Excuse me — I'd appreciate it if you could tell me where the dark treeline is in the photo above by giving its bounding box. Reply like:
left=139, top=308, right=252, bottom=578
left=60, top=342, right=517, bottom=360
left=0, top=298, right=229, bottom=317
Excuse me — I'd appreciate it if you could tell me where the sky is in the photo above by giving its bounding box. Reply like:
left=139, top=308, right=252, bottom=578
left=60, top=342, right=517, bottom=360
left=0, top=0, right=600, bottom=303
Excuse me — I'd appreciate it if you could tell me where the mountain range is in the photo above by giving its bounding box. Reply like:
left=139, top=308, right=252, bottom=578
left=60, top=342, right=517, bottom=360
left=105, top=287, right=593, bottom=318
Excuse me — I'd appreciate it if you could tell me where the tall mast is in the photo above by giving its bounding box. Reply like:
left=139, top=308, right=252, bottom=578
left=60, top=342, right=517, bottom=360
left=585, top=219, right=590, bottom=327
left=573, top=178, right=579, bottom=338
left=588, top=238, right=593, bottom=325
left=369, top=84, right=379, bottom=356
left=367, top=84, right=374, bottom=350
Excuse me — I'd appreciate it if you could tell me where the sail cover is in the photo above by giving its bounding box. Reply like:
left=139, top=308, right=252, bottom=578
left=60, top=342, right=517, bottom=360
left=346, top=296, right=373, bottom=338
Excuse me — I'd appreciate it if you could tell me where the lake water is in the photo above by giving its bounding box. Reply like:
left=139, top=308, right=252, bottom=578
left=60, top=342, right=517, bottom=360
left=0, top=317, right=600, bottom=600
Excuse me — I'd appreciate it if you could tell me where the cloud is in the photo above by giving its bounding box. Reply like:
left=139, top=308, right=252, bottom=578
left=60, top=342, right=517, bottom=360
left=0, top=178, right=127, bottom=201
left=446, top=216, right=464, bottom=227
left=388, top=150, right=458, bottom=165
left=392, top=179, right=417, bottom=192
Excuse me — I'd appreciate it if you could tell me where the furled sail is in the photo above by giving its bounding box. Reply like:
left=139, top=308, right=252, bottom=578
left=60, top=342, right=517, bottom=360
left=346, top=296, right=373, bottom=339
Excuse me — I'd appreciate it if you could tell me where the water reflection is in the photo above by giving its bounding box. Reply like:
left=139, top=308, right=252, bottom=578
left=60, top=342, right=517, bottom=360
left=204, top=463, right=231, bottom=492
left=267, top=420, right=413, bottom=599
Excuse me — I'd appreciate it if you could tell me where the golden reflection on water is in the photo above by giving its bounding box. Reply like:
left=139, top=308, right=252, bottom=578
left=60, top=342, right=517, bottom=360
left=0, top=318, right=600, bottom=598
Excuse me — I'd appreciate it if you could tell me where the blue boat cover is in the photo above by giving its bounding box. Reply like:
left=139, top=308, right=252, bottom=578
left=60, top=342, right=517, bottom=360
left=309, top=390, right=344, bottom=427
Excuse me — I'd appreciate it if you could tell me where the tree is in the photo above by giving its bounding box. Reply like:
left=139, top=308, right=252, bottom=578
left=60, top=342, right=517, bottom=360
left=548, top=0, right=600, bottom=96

****************************************

Repeat every one of the rows above word for word, with nothing changed.

* [Written solution]:
Excuse me — I'd appreciate it if you could tell me where the dark treeline is in the photo above by giving its bounding box. Reply like:
left=139, top=308, right=252, bottom=578
left=60, top=342, right=517, bottom=360
left=0, top=298, right=229, bottom=317
Excuse me — I'd appreciate it if you could tell me where the sky is in the photo above by giving its bounding box. Reply like:
left=139, top=308, right=252, bottom=578
left=60, top=342, right=517, bottom=360
left=0, top=0, right=600, bottom=303
Excuse me — I'd appreciate it if you could tell me where the mountain range is in the photo above by giving its bounding box. Reply like:
left=139, top=308, right=252, bottom=578
left=60, top=342, right=517, bottom=360
left=105, top=287, right=593, bottom=318
Excuse me — I'd appreciate it if you could tell me where the tall mast is in the photo above by giving its bounding box. Reply like:
left=139, top=308, right=252, bottom=578
left=60, top=342, right=517, bottom=360
left=585, top=219, right=590, bottom=327
left=573, top=178, right=579, bottom=338
left=588, top=238, right=593, bottom=325
left=369, top=84, right=379, bottom=356
left=367, top=84, right=374, bottom=350
Excuse me — I'd appreciate it if you could tell me where the sail cover is in the photo above by giving its bounding box. Reply like:
left=139, top=308, right=252, bottom=578
left=60, top=342, right=517, bottom=360
left=346, top=296, right=373, bottom=338
Excuse me — I'd appreciate it if you could tell me where the lake water is in the photo above by giving its bounding box. Reply like:
left=139, top=308, right=252, bottom=578
left=60, top=342, right=517, bottom=360
left=0, top=317, right=600, bottom=600
Excuse me — I'd appreciate it if you could tell me where the cloud is in the photo above by giving its bounding box. Reply like:
left=139, top=308, right=252, bottom=578
left=60, top=342, right=517, bottom=360
left=0, top=178, right=127, bottom=201
left=446, top=216, right=464, bottom=227
left=388, top=150, right=458, bottom=165
left=392, top=179, right=417, bottom=192
Excuse me — I'd appreciate it if you could tell me where the furled sail is in the photo above by giving its bounding box. Reply like:
left=139, top=308, right=252, bottom=578
left=60, top=342, right=517, bottom=360
left=346, top=296, right=373, bottom=339
Excuse me — I'd appreciate it if you could tell me where the water reflection is in the photo above by giving its bounding box. Reply like:
left=139, top=308, right=252, bottom=578
left=60, top=342, right=517, bottom=360
left=204, top=463, right=231, bottom=492
left=267, top=420, right=413, bottom=599
Excuse me — I'd appreciate it if you could tell me where the golden reflection on water is in the photo above by giving its bounding box. Reply like:
left=139, top=308, right=252, bottom=578
left=60, top=342, right=517, bottom=360
left=0, top=318, right=600, bottom=598
Excuse me — I'd appreciate it if you could tell me where the blue boat cover is in the photo above by giving its bounding box. Reply like:
left=139, top=308, right=252, bottom=578
left=60, top=342, right=517, bottom=360
left=309, top=390, right=344, bottom=427
Excuse me — I'd appreciate it if you could tell me where the tree is in the photo above by giving its bounding box. Reply like:
left=139, top=308, right=252, bottom=578
left=60, top=342, right=517, bottom=360
left=548, top=0, right=600, bottom=96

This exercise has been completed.